## The task
Copy the data that follows exactly as it is, excluding all pictures.

## Exercise input

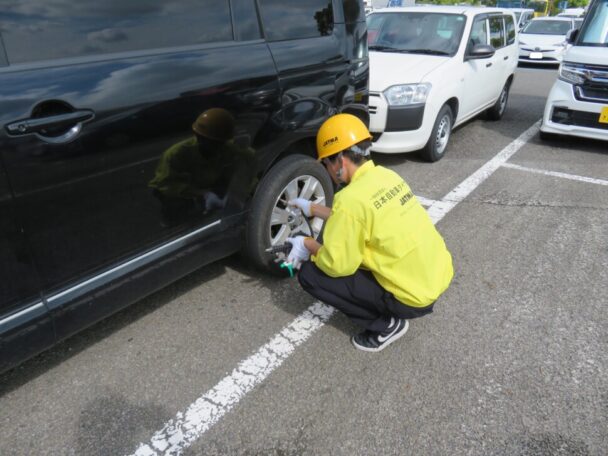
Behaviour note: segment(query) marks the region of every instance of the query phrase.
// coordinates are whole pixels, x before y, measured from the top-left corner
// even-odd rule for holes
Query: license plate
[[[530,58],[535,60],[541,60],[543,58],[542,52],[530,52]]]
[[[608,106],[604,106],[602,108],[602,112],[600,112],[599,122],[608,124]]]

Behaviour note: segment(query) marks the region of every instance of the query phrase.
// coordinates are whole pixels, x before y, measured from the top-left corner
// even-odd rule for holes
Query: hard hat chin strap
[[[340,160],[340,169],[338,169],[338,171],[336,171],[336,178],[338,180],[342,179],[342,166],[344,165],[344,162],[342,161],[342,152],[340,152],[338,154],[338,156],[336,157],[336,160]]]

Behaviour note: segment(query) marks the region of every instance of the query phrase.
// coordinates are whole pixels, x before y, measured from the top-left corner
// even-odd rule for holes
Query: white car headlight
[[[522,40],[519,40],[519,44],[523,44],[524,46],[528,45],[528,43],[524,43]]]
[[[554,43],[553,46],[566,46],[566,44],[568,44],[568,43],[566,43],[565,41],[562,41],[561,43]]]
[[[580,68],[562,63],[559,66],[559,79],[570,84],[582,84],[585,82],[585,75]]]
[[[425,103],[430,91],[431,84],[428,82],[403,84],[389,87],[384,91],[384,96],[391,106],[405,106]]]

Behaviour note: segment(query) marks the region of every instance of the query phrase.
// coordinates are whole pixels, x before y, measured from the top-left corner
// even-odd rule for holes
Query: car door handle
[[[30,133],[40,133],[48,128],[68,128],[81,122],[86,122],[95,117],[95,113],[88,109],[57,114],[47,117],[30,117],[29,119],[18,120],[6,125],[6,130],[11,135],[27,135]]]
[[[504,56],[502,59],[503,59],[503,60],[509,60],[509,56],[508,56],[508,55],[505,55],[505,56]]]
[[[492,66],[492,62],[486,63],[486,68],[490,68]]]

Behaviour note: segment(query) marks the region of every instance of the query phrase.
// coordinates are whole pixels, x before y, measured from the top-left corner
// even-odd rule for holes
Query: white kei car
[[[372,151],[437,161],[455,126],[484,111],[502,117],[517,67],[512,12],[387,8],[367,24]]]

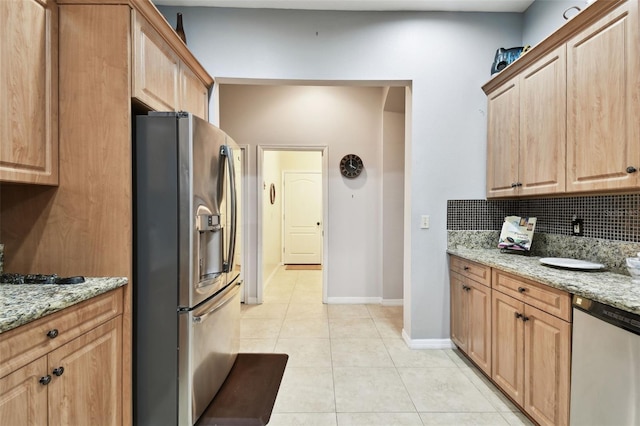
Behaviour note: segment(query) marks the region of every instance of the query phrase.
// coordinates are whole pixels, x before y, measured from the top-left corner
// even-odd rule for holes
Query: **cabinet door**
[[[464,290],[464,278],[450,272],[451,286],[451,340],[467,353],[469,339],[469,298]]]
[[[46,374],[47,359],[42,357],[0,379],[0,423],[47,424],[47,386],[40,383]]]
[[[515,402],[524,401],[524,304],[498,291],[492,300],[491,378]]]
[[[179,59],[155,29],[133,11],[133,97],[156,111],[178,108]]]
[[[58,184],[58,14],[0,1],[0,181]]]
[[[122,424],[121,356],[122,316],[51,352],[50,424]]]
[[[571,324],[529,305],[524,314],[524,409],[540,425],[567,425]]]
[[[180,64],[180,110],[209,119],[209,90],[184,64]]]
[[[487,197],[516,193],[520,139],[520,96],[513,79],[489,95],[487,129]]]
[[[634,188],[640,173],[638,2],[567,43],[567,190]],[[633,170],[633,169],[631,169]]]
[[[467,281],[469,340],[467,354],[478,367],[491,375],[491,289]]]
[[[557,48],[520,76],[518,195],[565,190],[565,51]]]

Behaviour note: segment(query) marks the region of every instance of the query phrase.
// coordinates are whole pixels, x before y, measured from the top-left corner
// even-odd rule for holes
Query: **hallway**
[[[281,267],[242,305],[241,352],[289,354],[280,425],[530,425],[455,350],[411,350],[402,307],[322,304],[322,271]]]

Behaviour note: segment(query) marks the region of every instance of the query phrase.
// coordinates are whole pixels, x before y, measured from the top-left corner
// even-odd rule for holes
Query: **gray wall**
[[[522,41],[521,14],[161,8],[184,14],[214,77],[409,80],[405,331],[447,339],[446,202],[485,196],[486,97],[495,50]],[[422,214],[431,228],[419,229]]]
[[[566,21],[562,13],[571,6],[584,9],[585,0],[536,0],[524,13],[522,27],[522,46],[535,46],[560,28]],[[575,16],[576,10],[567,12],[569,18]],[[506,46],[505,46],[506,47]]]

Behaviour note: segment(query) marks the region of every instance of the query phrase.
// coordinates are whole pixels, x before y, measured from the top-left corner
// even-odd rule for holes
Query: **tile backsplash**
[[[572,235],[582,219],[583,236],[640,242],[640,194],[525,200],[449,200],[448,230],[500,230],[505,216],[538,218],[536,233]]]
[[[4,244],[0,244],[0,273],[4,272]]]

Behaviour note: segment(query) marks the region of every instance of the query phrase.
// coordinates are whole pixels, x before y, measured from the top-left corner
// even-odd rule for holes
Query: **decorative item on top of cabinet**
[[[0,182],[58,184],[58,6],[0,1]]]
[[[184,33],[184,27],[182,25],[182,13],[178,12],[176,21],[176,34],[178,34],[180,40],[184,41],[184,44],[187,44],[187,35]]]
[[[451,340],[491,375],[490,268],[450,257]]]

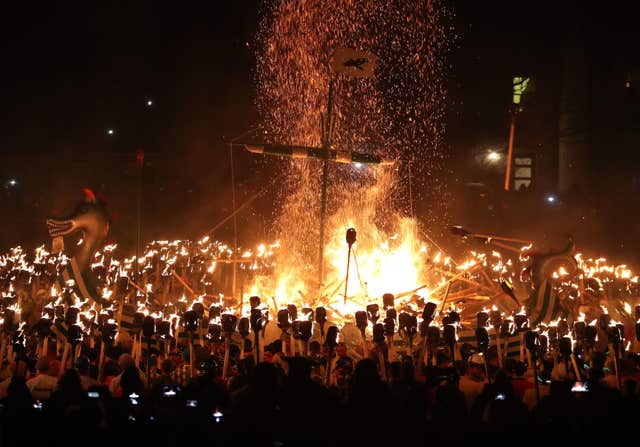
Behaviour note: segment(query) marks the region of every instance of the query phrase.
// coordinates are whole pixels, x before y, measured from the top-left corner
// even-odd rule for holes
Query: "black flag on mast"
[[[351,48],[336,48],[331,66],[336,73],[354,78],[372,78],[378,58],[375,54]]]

## Answer space
Behaviour note: segment(query) marks the region of every instance of the query phrase.
// coordinates are whole pixels, x before y, measured from the top-left corner
// even-odd rule for holes
Query: license plate
[[[530,58],[535,60],[541,60],[543,58],[542,52],[530,52]]]
[[[608,106],[604,106],[602,108],[602,112],[600,112],[599,122],[608,124]]]

Behaviour note: segment(query) marks the region of every instance of the query phrase.
// coordinates are whole pixels, x before y, measured from the top-left corner
// even-odd rule for holes
Query: hard hat chin strap
[[[340,160],[340,169],[338,169],[338,171],[336,171],[336,178],[338,180],[342,179],[342,166],[344,165],[344,162],[342,161],[342,152],[340,152],[338,154],[338,156],[336,157],[336,160]]]

Behaviour note: segment(query) marks the region of every instance of the query phrase.
// coordinates are whole pixels, x before y, measured from the top-left corner
// even-odd rule for holes
Query: white car headlight
[[[522,40],[519,40],[519,44],[523,44],[524,46],[528,45],[528,43],[524,43]]]
[[[554,43],[553,46],[566,46],[566,44],[568,44],[568,43],[566,43],[565,41],[562,41],[561,43]]]
[[[580,68],[562,63],[559,66],[559,79],[570,84],[582,84],[585,82],[585,75]]]
[[[425,103],[430,91],[431,84],[428,82],[403,84],[389,87],[384,91],[384,96],[391,106],[405,106]]]

Behaviour note: segment(query) marks the region of every instance of the query phrase.
// coordinates are whole pixels, x before y, measured from the top-left corner
// even-odd rule for holes
Query: car door handle
[[[30,133],[40,133],[48,128],[68,128],[81,122],[86,122],[95,117],[95,113],[88,109],[57,114],[47,117],[30,117],[29,119],[18,120],[6,125],[6,130],[11,135],[27,135]]]
[[[504,56],[502,59],[503,59],[503,60],[509,60],[509,56],[508,56],[508,55],[505,55],[505,56]]]
[[[492,66],[492,62],[486,63],[486,68],[490,68]]]

Behaviour note: segment(query) marks the region of every instance of the query phrase.
// coordinates are whole pixels, x before y, measured from the top-left corner
// even-odd rule for holes
Query: white kei car
[[[372,151],[437,161],[455,126],[484,111],[502,117],[517,67],[512,12],[387,8],[367,24]]]

Behaviour note: segment(query) marks the region of every instance of the query phrase.
// coordinates are whole pixels, x before y, measured from the top-left corner
// even-odd rule for holes
Query: **cabinet door**
[[[464,290],[464,278],[450,272],[451,286],[451,340],[467,353],[469,339],[469,298]]]
[[[46,374],[47,359],[42,357],[0,379],[0,423],[47,424],[47,386],[40,383]]]
[[[515,402],[524,401],[524,304],[498,291],[492,300],[491,378]]]
[[[179,59],[155,29],[133,11],[133,97],[156,111],[178,108]]]
[[[58,184],[58,14],[0,1],[0,181]]]
[[[122,424],[121,356],[122,316],[51,352],[50,424]]]
[[[571,324],[529,305],[524,314],[524,409],[540,425],[567,425]]]
[[[180,64],[180,110],[209,119],[209,90],[184,64]]]
[[[487,197],[516,193],[520,139],[520,96],[513,79],[489,95],[487,129]]]
[[[634,188],[640,173],[638,2],[567,43],[567,190]],[[633,170],[633,169],[631,169]]]
[[[467,281],[469,340],[467,354],[478,367],[491,375],[491,289]]]
[[[557,48],[520,76],[518,195],[565,190],[565,51]]]

Behaviour note: segment(query) marks the region of every instance of the query phrase.
// coordinates are whole pixels, x before y, measured from the top-left corner
// even-odd rule for holes
Query: **hallway**
[[[281,267],[242,305],[241,352],[289,354],[280,425],[530,425],[455,350],[411,350],[402,307],[322,304],[322,271]]]

Behaviour note: segment(query) marks the region of every instance of the query phrase.
// coordinates are whole pixels, x before y, measured from the top-left corner
// even-odd rule for holes
Query: **gray wall**
[[[522,41],[521,14],[161,8],[184,14],[214,77],[409,80],[405,331],[447,339],[446,202],[485,196],[486,97],[495,50]],[[422,214],[431,228],[419,229]]]
[[[566,21],[562,13],[571,6],[584,9],[585,0],[536,0],[524,13],[522,27],[522,46],[535,46],[560,28]],[[575,16],[576,10],[567,12],[569,18]],[[506,46],[505,46],[506,47]]]

Behaviour note: segment(query) marks the region of every instance of the query phrase.
// coordinates are whole pixels, x before y, measured from the top-left corner
// even-odd rule for holes
Query: **tile backsplash**
[[[572,235],[582,219],[583,236],[640,242],[640,194],[525,200],[449,200],[448,230],[500,230],[505,216],[538,218],[536,233]]]
[[[4,244],[0,244],[0,273],[4,272]]]

Behaviour note: segment(query) marks the region of every instance of the query phrase.
// coordinates are whole pixels, x before y, measured from the top-left corner
// even-odd rule for holes
Query: **decorative item on top of cabinet**
[[[0,182],[58,184],[58,6],[0,1]]]
[[[184,33],[184,27],[182,25],[182,13],[178,12],[176,21],[176,34],[178,34],[180,40],[184,41],[184,44],[187,44],[187,35]]]
[[[451,340],[491,375],[490,268],[450,257]]]

Behaviour note: segment(query) marks the region of every instance of the query phrase.
// coordinates are whole pixels, x before y, measured from the top-left corner
// even-odd rule for holes
Query: "black flag on mast"
[[[351,48],[336,48],[331,66],[336,73],[354,78],[372,78],[378,58],[375,54]]]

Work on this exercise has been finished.